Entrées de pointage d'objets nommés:

------------------------------------------------------------------------

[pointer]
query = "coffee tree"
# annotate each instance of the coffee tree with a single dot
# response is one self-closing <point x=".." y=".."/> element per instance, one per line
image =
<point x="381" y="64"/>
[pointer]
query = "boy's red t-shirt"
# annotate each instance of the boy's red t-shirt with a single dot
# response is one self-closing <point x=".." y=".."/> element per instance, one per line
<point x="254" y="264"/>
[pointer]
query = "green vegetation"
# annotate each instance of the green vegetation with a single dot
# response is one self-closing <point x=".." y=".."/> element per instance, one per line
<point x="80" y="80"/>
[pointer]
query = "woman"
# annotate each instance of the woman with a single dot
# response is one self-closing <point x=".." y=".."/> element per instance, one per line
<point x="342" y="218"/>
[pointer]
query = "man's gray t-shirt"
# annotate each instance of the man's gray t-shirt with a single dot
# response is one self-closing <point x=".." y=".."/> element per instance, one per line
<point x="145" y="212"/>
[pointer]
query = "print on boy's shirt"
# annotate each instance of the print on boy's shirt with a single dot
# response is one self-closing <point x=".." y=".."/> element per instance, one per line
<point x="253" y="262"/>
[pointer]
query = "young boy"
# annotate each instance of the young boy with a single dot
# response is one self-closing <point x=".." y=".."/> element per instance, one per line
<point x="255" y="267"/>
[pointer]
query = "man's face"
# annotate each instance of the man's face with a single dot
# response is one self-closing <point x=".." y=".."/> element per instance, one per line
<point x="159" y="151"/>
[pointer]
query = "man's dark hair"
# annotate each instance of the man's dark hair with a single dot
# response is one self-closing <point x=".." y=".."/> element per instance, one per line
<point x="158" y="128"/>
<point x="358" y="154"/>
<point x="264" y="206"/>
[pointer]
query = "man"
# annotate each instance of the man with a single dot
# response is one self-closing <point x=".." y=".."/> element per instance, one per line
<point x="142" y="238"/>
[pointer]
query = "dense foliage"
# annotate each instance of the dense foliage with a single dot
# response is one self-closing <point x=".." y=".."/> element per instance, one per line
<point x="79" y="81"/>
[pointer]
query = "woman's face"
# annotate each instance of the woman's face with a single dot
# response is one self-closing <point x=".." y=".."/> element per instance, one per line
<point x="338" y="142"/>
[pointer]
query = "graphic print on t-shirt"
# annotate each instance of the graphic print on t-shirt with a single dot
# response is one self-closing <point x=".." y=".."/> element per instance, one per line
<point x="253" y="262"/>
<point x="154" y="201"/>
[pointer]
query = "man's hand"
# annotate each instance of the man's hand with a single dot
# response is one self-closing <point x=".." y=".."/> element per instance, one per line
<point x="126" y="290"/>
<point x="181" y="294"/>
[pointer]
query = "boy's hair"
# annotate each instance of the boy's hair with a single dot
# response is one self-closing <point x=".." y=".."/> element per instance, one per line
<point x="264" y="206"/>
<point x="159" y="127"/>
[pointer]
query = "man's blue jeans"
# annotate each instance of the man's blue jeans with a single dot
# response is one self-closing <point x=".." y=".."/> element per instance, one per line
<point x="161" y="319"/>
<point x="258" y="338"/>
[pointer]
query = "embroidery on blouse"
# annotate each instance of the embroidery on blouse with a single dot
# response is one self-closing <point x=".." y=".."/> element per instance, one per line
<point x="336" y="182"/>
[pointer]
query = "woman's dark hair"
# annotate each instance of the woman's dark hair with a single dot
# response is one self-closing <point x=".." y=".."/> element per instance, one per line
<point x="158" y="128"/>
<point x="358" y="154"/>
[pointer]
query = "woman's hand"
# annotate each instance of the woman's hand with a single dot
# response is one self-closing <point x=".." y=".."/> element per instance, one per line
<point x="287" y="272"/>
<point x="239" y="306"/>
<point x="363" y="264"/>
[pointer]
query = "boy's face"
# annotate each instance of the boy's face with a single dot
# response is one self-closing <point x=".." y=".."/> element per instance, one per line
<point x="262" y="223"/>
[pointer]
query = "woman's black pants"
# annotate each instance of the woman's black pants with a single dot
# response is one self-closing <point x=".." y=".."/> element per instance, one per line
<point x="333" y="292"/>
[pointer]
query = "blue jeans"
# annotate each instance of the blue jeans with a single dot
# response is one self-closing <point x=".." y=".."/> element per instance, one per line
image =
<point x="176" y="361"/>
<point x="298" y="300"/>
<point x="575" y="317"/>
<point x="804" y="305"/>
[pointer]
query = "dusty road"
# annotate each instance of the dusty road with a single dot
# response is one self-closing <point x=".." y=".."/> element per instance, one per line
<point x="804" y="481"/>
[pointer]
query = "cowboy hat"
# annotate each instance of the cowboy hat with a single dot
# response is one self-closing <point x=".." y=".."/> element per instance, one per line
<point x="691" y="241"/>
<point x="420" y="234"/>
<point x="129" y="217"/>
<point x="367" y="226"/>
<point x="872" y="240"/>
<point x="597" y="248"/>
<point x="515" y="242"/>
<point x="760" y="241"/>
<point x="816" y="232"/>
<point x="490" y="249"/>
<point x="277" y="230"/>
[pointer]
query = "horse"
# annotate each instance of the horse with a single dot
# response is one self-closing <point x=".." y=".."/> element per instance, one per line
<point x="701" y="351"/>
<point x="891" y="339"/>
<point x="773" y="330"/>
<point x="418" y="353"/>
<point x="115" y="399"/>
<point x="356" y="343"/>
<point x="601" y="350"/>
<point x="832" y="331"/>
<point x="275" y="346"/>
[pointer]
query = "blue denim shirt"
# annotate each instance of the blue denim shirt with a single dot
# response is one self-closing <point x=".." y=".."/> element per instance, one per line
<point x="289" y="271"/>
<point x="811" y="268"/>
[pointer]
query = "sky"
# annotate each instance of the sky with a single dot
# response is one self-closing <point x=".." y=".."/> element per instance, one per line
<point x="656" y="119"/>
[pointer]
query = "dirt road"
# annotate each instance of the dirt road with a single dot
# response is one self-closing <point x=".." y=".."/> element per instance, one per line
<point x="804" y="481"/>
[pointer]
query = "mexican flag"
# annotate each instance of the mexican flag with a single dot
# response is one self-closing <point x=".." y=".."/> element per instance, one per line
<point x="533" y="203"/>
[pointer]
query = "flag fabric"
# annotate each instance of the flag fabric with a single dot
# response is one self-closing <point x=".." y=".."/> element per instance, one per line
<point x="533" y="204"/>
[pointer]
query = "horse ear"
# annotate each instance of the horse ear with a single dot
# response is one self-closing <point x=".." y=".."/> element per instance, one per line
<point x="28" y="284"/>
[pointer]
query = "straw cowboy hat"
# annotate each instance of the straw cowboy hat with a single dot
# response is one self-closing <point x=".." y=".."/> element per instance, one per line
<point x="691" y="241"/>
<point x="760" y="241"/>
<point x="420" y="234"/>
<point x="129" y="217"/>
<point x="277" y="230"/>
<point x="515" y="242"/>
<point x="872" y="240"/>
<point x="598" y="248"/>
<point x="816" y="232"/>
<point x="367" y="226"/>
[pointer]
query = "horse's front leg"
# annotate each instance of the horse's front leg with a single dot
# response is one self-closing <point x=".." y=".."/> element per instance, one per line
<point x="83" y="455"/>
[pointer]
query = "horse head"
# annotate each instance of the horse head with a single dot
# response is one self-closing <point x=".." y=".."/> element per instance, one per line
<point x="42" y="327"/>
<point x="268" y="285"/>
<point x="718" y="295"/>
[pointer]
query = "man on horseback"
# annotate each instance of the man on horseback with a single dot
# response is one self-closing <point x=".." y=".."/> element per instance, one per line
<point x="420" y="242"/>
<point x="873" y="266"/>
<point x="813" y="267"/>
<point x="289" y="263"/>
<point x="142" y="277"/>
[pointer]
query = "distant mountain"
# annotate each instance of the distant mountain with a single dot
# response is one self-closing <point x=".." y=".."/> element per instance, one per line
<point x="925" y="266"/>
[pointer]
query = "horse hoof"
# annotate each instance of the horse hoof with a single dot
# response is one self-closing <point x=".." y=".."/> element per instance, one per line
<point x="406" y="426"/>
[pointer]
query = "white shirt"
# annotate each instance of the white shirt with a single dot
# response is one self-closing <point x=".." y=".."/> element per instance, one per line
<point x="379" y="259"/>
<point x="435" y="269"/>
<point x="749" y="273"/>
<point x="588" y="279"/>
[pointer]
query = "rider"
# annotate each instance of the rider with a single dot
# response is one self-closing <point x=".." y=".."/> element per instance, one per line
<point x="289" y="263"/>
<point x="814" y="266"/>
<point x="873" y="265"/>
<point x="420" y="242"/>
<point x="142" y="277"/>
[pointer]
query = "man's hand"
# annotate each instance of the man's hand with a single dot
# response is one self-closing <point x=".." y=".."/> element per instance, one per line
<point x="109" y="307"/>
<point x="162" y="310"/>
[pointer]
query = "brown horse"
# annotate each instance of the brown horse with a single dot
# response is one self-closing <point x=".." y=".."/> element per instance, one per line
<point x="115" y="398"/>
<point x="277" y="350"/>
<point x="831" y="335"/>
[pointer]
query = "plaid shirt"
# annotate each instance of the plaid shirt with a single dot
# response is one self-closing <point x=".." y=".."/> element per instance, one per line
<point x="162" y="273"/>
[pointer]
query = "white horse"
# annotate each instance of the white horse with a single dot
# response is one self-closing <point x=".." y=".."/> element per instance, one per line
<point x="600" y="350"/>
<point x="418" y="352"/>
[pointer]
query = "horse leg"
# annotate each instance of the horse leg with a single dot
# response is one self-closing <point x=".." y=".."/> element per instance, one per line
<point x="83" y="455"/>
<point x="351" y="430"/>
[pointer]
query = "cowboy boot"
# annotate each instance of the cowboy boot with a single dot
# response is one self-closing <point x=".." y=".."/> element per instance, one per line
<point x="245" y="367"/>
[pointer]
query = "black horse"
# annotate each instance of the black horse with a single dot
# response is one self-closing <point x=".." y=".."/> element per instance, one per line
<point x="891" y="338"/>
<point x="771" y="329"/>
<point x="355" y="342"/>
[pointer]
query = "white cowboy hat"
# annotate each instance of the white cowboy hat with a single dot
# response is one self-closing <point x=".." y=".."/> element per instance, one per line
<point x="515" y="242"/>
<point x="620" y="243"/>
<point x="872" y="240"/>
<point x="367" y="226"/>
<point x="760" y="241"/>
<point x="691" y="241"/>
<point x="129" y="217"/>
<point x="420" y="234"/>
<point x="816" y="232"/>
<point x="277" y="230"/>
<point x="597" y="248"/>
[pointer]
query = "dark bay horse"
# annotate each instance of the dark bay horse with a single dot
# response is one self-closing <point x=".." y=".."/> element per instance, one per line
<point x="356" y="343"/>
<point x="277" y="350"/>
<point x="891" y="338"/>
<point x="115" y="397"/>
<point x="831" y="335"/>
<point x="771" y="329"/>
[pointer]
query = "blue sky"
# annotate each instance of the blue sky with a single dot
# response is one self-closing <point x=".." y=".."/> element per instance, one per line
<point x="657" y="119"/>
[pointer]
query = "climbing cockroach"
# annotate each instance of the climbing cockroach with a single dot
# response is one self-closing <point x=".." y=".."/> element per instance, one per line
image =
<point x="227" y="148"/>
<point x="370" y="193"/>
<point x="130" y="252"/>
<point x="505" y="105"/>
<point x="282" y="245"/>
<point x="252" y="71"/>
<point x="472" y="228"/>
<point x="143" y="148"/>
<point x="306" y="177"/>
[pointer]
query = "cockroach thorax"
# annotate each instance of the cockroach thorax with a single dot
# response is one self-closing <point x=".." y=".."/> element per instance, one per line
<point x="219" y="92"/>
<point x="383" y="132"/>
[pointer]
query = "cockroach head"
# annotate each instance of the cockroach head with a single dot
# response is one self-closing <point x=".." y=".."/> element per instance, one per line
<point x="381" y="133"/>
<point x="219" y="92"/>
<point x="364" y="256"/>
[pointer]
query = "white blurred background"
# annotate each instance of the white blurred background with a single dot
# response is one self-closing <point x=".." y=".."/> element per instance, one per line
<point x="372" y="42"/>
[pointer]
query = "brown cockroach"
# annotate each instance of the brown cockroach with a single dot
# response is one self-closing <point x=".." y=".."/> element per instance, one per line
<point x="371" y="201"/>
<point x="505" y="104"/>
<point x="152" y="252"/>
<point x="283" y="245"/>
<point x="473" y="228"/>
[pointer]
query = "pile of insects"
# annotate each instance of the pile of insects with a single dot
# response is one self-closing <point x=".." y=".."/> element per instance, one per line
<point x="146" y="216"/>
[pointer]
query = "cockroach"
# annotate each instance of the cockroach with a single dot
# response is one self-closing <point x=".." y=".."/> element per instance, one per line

------------------------------------------------------------------------

# Objectif
Combien de lignes des entrées contiennent la chaîne "rider", en respectant la casse ? Donnez seulement ce nombre.

# Solution
2